---- Excerpted text

Hi. If I understand correct, on legendary difficulty every Year +70 more points. So when I start the game in 1980 necessary maximum points are? And for example current points for 1991 =770? Unless You think about 1980: 700 legendary, not 1990?
And last question. If my team reach for example (legendary year 1990) 1200, 1100, 900, 700 points. Everything above 700 are wasted, But i still have 100% of the necessary maximum of points right?
The current necessary maximum in 1980 is 35.
The difficulty scales linearly post year 4. During the first 4 years your numbers get multiplied by a decreasing factor. That starts at 2 in 1980 and ends at 1.1 (or 1.2; can't exactly remember right now) in year 4. So your assumption is correct: Since every year is worth 70 points 1980 should be 70 points, divide by 2 for the factor and you actually just need 35 points.
correct.
Correct. Many players exessively produce points especially for the gameplay counter.
Edit: These numbers actually only are correct for the last month of the preceding year. The maximum rises every month. so a game published in November 1980 actually requires:
(70 * (1 + 11/12)) /2 = 35 *1.9166... = 67.0833..
December 1980 would be 70.
Generelly speaking it usually suffices to take the end of year value to check whether a game is strong enough. As a rule of thumb year x 70 totally works. If you want to be on the safe side: (year +1 ) x70.
Greating from Poland.
Most players that I have seen are hamstrung though, by overgenerating points for one or more (usually Gameplay and Graphics) category while neglecting another (especially technology/control).
The strategy is, that once the specialist departments and some of their improvements are unlocked (you need to research them as soon as possible and use them in your games, otherwise your game will get downgraded), you can curb the production for that category in your main dev room.

--------
---- Dataset rows

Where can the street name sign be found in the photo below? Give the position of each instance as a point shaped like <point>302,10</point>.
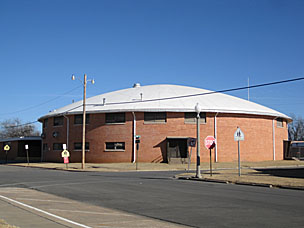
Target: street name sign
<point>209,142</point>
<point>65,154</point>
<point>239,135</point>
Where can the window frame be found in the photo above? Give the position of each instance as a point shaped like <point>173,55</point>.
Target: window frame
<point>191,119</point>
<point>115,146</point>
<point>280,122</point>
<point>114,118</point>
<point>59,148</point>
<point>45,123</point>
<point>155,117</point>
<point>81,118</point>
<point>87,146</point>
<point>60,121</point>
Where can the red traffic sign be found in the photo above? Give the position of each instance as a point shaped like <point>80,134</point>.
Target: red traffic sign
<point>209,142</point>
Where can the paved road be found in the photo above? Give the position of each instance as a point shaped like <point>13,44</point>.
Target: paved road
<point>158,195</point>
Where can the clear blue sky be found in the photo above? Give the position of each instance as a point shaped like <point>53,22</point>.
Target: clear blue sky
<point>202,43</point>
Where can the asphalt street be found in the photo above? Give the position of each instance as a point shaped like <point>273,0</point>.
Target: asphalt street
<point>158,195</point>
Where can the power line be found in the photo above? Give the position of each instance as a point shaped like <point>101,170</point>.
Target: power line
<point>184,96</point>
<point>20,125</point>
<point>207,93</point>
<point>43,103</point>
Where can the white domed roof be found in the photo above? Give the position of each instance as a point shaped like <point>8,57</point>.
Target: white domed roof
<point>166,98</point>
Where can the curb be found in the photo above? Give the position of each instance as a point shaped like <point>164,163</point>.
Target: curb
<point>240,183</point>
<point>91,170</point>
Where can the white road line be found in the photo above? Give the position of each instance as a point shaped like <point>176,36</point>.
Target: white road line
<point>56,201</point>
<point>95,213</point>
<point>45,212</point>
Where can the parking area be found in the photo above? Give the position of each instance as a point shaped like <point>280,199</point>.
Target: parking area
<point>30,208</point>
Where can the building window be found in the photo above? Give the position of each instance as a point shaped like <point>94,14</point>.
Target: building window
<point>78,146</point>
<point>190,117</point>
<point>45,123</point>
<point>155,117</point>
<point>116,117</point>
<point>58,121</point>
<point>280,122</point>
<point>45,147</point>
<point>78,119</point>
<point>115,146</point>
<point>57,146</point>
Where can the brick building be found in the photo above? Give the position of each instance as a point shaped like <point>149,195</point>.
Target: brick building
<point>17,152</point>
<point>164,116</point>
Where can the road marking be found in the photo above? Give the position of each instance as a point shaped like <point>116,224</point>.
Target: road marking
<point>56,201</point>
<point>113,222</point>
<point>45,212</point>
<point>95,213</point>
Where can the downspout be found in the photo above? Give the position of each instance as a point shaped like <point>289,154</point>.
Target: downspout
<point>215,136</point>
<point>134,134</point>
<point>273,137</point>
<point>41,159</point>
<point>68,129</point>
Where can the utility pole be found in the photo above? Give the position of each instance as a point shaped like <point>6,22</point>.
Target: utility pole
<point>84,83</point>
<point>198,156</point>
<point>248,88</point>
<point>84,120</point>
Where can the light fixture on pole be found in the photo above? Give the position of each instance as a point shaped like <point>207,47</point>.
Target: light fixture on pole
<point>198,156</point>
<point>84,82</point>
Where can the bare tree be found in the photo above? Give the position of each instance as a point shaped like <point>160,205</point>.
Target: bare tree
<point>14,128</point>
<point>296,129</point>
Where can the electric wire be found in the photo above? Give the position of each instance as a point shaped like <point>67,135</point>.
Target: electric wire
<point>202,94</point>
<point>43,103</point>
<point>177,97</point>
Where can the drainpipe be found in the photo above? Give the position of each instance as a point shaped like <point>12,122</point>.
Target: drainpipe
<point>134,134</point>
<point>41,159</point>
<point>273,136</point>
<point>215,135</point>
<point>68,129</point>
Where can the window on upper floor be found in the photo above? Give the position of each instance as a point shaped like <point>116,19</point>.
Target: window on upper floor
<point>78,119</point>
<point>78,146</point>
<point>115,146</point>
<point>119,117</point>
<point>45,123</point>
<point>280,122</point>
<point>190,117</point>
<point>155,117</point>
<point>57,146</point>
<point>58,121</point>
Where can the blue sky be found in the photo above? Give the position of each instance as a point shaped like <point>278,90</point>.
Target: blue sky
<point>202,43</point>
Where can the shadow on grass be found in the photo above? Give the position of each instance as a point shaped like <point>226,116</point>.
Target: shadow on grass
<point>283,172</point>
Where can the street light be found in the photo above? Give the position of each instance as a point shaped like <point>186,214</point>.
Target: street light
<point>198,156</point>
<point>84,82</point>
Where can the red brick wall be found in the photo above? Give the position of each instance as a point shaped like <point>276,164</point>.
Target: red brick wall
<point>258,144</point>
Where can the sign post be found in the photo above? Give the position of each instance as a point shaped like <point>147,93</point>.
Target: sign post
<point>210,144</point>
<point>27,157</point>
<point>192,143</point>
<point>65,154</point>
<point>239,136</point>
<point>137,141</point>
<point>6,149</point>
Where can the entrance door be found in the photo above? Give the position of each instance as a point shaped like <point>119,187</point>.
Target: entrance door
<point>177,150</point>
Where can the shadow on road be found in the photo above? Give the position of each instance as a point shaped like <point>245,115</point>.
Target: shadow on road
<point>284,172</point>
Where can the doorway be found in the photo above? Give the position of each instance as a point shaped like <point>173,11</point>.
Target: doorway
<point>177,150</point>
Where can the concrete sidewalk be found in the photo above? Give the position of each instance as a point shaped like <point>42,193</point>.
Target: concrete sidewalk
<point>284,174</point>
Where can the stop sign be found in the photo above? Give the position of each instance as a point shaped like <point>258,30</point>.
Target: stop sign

--------

◆ Work to complete
[1] Do the following statements agree with the game difficulty discussion? Answer yes or no for each and quote the deciding words of the text. (a) In 1980 the current necessary maximum is 35. (b) The difficulty scales linearly during the first four years. (c) The maximum stays the same from month to month within a year.
[2] Alter the game difficulty discussion starting with "The current necessary" and going on through "need 35 points.", putting "shrinking factor" in place of "decreasing factor".

◆ Results in order
[1]
(a) Yes: "The current necessary maximum in 1980 is 35."
(b) No: "The difficulty scales linearly post year 4. During the first 4 years your numbers get multiplied by a decreasing factor."
(c) No: "The maximum rises every month."

[2]
The current necessary maximum in 1980 is 35.
The difficulty scales linearly post year 4. During the first 4 years your numbers get multiplied by a shrinking factor. That starts at 2 in 1980 and ends at 1.1 (or 1.2; can't exactly remember right now) in year 4. So your assumption is correct: Since every year is worth 70 points 1980 should be 70 points, divide by 2 for the factor and you actually just need 35 points.